Start of TEXT SECTION

COMMENTS AND EXAMPLES
The following provides a brief introduction and a few examples for
those unfamiliar with the sexagesimal system and the Babylonian
astronomical and mathematical cuneiform texts. Additional information
may be obtained from Otto Neugebauer's The Exact Sciences in
Antiquity (Barnes & Noble, New York, 1993), Bartel Van Der
Waerden's Science Awakening
II (Oxford University Press, New York, 1974), Neugebauer's Mathematical
Cuneiform Texts (with A. Sachs: Sources in the History of
Mathematics and the Physical Sciences 5, Springer-Verlag, Berlin,
1983).
The notation applied here (semi-colons separate values above zero, commas successive sexagesimal places ) generally follows that used by Otto Neugebauer in his monumental three-volume work Astronomical Cuneiform Texts (ACT, Lund Humphreys, London, 1955). It appears necessary to point out, however, that although this source provides a fund of details and insights concerning Babylonian astronomy, it is unfortunately largely unreadable at first acquaintance because of unknown terms and unusual methodology.

End of TEXT SECTION
Start of GIVEN RECORDS

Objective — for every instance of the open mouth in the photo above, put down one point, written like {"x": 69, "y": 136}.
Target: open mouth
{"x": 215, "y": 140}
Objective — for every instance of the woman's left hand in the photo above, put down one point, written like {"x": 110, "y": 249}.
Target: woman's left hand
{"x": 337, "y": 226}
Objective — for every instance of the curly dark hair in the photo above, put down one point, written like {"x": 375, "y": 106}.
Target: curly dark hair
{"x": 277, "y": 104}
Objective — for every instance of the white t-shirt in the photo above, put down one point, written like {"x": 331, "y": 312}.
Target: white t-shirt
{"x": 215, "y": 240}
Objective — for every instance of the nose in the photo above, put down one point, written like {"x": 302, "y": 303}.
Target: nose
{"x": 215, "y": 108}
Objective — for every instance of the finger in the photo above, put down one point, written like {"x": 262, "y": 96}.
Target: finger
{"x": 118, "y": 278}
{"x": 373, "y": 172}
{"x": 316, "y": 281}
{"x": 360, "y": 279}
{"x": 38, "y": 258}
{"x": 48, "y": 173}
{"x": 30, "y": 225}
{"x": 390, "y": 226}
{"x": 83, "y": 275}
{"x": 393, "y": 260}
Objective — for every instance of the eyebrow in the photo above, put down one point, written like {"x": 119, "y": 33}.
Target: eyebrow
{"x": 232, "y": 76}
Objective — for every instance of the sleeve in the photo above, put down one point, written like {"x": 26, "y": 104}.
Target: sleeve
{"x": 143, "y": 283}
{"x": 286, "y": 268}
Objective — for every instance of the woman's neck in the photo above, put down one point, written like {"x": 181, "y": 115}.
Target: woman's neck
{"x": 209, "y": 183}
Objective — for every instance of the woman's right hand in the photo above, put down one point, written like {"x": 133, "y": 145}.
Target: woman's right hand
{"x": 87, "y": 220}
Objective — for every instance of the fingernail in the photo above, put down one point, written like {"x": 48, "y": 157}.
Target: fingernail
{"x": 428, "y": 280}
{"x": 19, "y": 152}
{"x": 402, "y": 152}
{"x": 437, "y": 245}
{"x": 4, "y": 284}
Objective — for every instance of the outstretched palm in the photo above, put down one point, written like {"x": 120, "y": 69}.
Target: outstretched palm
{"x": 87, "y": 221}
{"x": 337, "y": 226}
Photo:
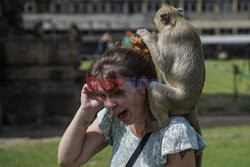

End of GIVEN RECORDS

TASK REQUIREMENTS:
a. Rewrite the records with "Target" swapped for "Label" and everything else left unchanged. Begin at the line that has "Objective — for every instance of the sleeve" and continue through the end of the records, leaving out the pictures.
b. Supply the next part of the text introducing Babylonian astronomical and mathematical cuneiform texts, starting after its last sentence.

ANSWERS TO EACH TASK:
a.
Objective — for every instance of the sleeve in the photo above, put down one point, written like {"x": 26, "y": 104}.
Label: sleeve
{"x": 143, "y": 283}
{"x": 286, "y": 268}
Objective — for every instance of the woman's neck in the photo above, put down one point, written like {"x": 181, "y": 115}.
Label: woman's neck
{"x": 209, "y": 183}
Objective — for every instance of the woman's right hand in the photo above, put down one point, written like {"x": 133, "y": 145}.
Label: woman's right hand
{"x": 87, "y": 220}
Objective — for every instance of the fingernail in the photo above, put down one point, written like {"x": 48, "y": 157}.
Label: fingernail
{"x": 428, "y": 280}
{"x": 19, "y": 152}
{"x": 402, "y": 152}
{"x": 437, "y": 245}
{"x": 4, "y": 284}
Objective — for every instance of the outstretched palm in the photo above, put down one point, written like {"x": 120, "y": 69}.
Label: outstretched palm
{"x": 87, "y": 221}
{"x": 337, "y": 226}
Photo:

b.
Most readers will already be acquainted with base-60 notation, if only from its use in modern time-keeping (hours, minutes, seconds, and elapsed time, etc.) and will in all likelihood also be familiar with the square root of two. It is safe to suggest, however, that few could express theSQUARE ROOT of TWO HOURS in HOURS, MINUTES, and SECONDS. The answer is approximately one hour and twenty-five minutes (e.g.,1;25 hours squared = 2;00,25 or two hours, zero minutes, and twenty-five seconds). A better value that is both convenient and reasonably accurate, however, would be one hour, twenty-four minutes, fifty-one seconds and ten sixtieths of a second, i.e., 1;24,51,10 (1.414212962,...). This was in fact the constant applied by Babylonian mathematicians in the Old Babylonian Period [1900 BC - 1650 BC] to obtain the diagonal of a square of side a, i.e., a (1;24,51,10) or what we today would understand to be the use of a "Pythagorean" square root obtained from: a ^{2}+ a ^{2} = 2a ^{2} (cuneiform text YBC 7289). The actual square root of 2 is: 1;24,51,10, 07,46,06,04,44... Here the sexagesimal divisions continue past the "seconds" position, which is generally where modern base-10 and Babylonian base-60 notations diverge with the former inconsistently switching to tenths and hundredths of a second, etc.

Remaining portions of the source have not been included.